_What the task requires_
Reproduce everything from the line containing "Where can you find the flower" down to the end of the data, renaming "Target" to "Object" and keeping all else unchanged.

Items from a dataset:
>>>>>
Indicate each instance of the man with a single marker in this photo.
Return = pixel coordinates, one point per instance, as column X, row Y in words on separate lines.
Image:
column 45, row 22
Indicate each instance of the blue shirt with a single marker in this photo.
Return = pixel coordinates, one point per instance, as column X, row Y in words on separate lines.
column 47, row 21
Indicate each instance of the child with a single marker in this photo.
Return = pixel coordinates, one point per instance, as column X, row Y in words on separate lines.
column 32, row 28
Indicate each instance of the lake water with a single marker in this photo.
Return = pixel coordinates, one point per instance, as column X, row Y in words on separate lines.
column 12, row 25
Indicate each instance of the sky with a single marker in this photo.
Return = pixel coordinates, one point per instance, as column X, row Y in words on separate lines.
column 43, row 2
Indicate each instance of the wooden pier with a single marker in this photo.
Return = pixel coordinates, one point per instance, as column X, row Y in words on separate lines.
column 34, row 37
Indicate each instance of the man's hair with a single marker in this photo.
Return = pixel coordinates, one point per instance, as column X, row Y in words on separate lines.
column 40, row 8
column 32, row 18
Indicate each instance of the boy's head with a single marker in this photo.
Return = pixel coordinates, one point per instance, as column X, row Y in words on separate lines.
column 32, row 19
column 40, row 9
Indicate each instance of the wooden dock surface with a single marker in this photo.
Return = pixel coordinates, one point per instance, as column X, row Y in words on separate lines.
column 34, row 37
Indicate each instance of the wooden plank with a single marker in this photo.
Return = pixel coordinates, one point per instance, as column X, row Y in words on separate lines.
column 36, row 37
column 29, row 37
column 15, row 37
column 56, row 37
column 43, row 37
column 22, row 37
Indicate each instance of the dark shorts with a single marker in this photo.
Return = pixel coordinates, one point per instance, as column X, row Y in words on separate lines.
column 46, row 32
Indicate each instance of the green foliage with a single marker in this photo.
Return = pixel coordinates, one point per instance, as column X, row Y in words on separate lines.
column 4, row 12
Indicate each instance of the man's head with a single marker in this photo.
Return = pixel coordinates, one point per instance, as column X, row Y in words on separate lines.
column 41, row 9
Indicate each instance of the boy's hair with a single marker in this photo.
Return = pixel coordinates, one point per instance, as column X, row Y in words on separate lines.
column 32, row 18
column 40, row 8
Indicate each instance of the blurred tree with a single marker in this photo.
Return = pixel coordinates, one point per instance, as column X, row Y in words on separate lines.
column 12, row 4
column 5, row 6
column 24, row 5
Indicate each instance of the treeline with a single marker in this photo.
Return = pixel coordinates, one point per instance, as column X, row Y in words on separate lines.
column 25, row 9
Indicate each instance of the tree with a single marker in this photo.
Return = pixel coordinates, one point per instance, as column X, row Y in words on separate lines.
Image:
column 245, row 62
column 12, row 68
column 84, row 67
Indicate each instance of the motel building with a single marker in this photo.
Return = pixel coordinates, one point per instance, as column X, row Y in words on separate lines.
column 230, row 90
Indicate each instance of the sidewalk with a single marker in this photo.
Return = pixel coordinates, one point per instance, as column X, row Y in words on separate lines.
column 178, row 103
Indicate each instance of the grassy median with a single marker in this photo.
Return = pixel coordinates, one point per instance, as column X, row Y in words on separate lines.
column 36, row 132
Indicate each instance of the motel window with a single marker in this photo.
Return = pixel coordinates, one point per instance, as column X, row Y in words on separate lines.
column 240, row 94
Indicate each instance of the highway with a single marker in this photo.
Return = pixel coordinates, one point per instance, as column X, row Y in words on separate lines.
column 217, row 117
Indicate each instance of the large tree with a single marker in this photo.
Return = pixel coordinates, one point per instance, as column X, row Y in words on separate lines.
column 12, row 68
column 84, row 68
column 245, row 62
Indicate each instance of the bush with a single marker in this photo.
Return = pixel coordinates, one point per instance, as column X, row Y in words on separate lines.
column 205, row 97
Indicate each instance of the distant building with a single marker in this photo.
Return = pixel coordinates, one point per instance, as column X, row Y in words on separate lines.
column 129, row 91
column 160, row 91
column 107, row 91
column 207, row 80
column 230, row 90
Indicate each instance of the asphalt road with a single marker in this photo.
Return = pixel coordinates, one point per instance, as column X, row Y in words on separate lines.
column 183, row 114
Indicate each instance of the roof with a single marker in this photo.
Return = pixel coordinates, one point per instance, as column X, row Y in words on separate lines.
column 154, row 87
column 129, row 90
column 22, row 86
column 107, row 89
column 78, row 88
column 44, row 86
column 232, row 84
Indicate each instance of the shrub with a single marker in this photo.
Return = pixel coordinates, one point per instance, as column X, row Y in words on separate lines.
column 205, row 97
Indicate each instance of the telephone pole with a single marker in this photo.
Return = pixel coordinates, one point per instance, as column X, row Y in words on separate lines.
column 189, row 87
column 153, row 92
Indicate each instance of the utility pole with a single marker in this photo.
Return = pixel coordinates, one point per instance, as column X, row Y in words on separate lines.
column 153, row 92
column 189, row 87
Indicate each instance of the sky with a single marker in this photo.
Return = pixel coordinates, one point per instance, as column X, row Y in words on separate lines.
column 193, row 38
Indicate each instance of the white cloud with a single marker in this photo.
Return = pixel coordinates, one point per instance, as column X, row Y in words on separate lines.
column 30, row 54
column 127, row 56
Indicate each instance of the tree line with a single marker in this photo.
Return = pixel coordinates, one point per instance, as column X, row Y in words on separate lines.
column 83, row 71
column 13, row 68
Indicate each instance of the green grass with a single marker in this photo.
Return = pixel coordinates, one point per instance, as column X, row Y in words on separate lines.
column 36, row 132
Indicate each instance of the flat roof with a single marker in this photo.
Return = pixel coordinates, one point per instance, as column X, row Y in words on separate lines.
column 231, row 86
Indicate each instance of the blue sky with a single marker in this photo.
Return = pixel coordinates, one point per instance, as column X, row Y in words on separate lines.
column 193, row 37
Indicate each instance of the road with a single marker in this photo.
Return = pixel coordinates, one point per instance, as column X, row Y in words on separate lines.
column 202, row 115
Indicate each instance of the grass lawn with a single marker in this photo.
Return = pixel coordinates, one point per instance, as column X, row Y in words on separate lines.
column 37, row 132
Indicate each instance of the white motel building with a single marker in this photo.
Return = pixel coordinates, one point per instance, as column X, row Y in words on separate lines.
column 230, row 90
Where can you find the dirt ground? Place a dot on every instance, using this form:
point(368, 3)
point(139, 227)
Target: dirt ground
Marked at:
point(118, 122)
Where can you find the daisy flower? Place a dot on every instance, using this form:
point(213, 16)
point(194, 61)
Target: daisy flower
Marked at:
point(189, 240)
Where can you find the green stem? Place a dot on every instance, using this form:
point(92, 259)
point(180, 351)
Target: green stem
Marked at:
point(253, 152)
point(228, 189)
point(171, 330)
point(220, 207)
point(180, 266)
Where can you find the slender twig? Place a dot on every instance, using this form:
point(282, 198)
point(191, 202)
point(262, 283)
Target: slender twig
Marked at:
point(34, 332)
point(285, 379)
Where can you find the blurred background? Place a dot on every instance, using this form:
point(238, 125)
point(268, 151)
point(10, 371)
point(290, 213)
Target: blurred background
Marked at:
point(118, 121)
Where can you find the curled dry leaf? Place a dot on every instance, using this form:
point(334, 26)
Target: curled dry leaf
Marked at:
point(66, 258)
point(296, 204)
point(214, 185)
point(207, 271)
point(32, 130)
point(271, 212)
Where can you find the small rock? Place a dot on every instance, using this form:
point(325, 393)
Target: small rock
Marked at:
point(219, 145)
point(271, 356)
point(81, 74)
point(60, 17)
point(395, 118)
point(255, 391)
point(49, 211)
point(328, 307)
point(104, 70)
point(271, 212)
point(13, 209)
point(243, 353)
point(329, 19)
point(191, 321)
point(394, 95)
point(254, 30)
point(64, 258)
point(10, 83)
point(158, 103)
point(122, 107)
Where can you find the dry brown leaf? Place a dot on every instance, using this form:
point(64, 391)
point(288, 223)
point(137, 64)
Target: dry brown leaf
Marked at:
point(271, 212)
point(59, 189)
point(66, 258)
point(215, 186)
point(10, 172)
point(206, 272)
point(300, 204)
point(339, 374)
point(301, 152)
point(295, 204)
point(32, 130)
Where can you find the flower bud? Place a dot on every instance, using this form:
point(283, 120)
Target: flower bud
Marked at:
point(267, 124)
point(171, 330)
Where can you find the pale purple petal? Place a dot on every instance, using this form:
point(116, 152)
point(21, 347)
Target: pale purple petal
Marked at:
<<<<<
_Answer to this exercise_
Where can you find the flower bud? Place a dot on every instance, using this form:
point(283, 120)
Object: flower bud
Marked at:
point(267, 124)
point(171, 330)
Where can you find the pale purple petal? Place a dot on every instance, using this form:
point(116, 152)
point(21, 347)
Object: pale purple petal
Marked at:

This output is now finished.